---- STORED ROWS
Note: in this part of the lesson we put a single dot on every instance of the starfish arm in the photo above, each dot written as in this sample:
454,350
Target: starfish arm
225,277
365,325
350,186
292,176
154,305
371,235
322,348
--------
■ WHAT THE EXERCISE ASKS
Quote the listing above in full, reproducing every line without alteration.

■ COMPLETED TASK
Note: in this part of the lesson we put a single dot on every instance of the starfish arm in the photo above, each dot written as in this sample:
454,350
Target: starfish arm
225,277
365,325
350,186
292,176
154,305
371,235
322,348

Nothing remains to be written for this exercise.